* Required work *
Which lines in the listing below contain the string "track"? Show every such line in full, and count a match only when the letter case is the same.

┌─ Material supplied

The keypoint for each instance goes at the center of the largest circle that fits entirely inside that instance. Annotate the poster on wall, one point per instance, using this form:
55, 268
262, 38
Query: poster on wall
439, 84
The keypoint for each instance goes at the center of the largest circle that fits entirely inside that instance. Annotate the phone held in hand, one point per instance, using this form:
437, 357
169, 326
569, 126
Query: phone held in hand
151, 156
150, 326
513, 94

└─
┌─ Material supplied

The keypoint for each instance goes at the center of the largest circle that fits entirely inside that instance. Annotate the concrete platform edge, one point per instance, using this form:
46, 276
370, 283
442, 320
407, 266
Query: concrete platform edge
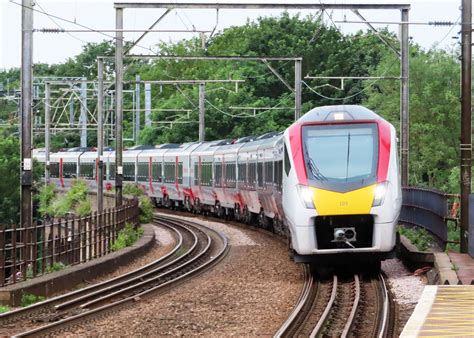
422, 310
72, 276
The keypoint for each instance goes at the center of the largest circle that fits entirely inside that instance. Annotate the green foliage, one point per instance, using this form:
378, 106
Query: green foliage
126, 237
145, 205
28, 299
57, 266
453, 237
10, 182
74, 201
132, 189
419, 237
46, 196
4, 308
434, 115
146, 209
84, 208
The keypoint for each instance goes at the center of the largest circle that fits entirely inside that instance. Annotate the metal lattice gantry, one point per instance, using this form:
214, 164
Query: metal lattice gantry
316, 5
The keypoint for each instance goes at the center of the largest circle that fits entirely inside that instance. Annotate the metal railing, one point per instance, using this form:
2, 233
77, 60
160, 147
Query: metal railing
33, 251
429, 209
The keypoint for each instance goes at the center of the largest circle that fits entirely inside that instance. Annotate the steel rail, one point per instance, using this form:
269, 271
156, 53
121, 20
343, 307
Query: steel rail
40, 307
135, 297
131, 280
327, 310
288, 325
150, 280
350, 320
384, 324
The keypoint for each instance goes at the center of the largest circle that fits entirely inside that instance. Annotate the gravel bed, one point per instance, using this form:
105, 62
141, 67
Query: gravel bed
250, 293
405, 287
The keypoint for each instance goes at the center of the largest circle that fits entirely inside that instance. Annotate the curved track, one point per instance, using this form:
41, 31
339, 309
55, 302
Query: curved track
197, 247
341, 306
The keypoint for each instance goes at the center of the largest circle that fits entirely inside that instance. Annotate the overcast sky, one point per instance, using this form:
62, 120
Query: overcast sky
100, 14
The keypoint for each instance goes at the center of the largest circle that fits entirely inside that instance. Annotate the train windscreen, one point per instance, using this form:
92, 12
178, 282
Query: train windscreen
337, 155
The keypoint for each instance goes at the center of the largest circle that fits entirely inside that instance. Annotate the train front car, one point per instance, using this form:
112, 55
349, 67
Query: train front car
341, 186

└─
┌─ Material supplied

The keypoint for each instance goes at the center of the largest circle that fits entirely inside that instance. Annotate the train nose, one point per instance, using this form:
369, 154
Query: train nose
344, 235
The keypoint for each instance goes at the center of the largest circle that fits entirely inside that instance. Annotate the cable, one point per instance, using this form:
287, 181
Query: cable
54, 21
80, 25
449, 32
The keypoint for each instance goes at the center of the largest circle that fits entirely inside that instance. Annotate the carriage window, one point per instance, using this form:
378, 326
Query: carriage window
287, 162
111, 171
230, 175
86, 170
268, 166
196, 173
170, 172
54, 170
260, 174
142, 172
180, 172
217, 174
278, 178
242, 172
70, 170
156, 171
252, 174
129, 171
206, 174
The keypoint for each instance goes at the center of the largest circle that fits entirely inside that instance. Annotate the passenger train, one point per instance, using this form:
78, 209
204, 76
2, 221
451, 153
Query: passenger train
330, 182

└─

* Solution *
The keypoint for each instance goes at the center of the largest circle that fits entirely inside that instance. Annotate the curved track, one point per instance, using this form:
Query: curved track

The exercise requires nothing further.